» DOCUMENT EXCERPT:

# Inside the KLOW Peptide Stack: The Four Peptides — klow stack Component Breakdown

> Inside the KLOW stack: a component-by-component breakdown of KPV, GHK-Cu, BPC-157 and TB-500 — molecular weight, role, vial share, and how the klow stack compares to GLOW.

Molecular identifiers, vial-share ratios, research roles and pharmacokinetic properties for KPV, GHK-Cu, BPC-157 and TB-500 — the four distinct compounds that make up the klow stack, dimensioned as separate components.

## In plain English

Inside the KLOW stack, there are four separate compounds — not one molecule — co-dissolved in the same research vial. Understanding the klow stack means understanding each part individually, because that is the only level at which published research exists. The typical vial contains 80 mg total: mostly GHK-Cu (50 mg, a copper-chelated tripeptide), then equal 10 mg shares of BPC-157 (a 15-amino-acid gastric peptide), TB-500 (a heptapeptide derived from thymosin beta-4), and KPV (a tripeptide from alpha-MSH). The four have different molecular weights, different clearance rates, and different research track records. None is FDA-approved. The blend has never been tested as a combination. This page sets out each component as a separate dimensioned part.

## klow blend

The KLOW blend composition (canonical 80 mg research vial): GHK-Cu 50 mg (CAS 89030-95-5, MW 402.92 Da — the copper-chelated tripeptide glycyl-L-histidyl-L-lysine); BPC-157 10 mg (CAS 137525-51-0, MW 1419.53 Da — the 15-amino-acid gastric peptide GEPPPGKPADDAGLV); TB-500 10 mg (MW 889.02 Da — the N-acetylated heptapeptide Ac-LKKTETQ, actin-binding region of thymosin beta-4); KPV 10 mg (CAS 67727-97-3, MW 342.44 Da — the tripeptide Lys-Pro-Val, residues 11-13 of alpha-MSH). GHK-Cu is the mass-dominant component at 62.5% by mass — a design choice with implications for the copper load and the collagen-synthesis arm of the formulation. The three 10 mg components are present at equal mass but differ enormously in molecular weight: KPV at 342.44 Da is the smallest molecule in the vial; BPC-157 at 1419.53 Da is the largest. At equal mass, the molar quantity of KPV dosed is approximately four times that of BPC-157.

Rows from a data source:

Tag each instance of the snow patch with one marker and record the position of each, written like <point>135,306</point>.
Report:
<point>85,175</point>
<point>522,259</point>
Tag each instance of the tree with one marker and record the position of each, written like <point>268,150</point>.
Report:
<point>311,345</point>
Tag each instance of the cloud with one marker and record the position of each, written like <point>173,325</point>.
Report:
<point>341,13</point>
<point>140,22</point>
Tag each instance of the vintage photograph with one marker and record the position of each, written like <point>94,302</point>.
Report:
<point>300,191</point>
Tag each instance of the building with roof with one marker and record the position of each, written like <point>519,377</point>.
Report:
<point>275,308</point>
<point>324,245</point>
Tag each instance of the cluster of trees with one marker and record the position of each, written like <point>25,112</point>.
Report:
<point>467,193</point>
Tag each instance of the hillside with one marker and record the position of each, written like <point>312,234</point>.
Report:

» AIM OF THE EXERCISE: Take the article on the KLOW peptide stack further, picking up after its last sentence. These rows come from a separate source.

» ANSWER TO THIS EXERCISE:
## KPV — anti-inflammatory arm

**Part: KPV · CAS 67727-97-3 · MW 342.44 Da · Vial share: 10 mg**

KPV (Lys-Pro-Val) is the C-terminal three-residue segment of alpha-MSH (alpha-melanocyte-stimulating hormone). Its defining research property is substrate recognition by PepT1 (SLC15A1) — the di/tripeptide transporter upregulated in inflamed intestinal epithelium — providing tissue-selective uptake into the cells most in need of anti-inflammatory signaling. Mechanistically: inhibits NF-kappaB nuclear import, suppresses MAPK ERK/p38, and reduces TNF-alpha, IL-6, IL-1beta and IL-8 at nanomolar concentrations [3]. In the 2008 Dalmasso et al. study, PepT1-mediated KPV uptake reduced intestinal inflammation in human cell lines (Caco2-BBE, HT29, Jurkat T cells) and in DSS/TNBS mouse colitis models [3]. No human approval; KPV human evidence is restricted to delivery mechanism studies.

## GHK-Cu — matrix-synthesis and angiogenesis arm

**Part: GHK-Cu · CAS 89030-95-5 · MW 402.92 Da · Vial share: 50 mg**

GHK-Cu (Copper Tripeptide-1) is a naturally occurring tripeptide Gly-His-Lys chelated 1:1 to copper(II). It is the mass-dominant component and the most extensively studied KLOW constituent in humans. Topical GHK-Cu formulations have placebo-controlled clinical skin data; the 2015 Pickart review documents multi-modal matrix synthesis with measured improvements in skin laxity, fine lines and wrinkle density [4]. At 1–10 nM in vitro it modulates approximately 31.2% of human protein-coding genes at a 50%-or-greater change threshold [5]. On the angiogenesis axis: SPARC proteolysis yields GHK and KGHK angiogenic peptides via a sequence-specific route [11]; liposomal GHK-Cu increases HUVEC proliferation 33.1% and upregulates VEGF and FGF-2 [10]. Supplies copper for lysyl oxidase, the crosslinking enzyme for collagen and elastin. Decades of topical cosmetic data; no approved systemic indication.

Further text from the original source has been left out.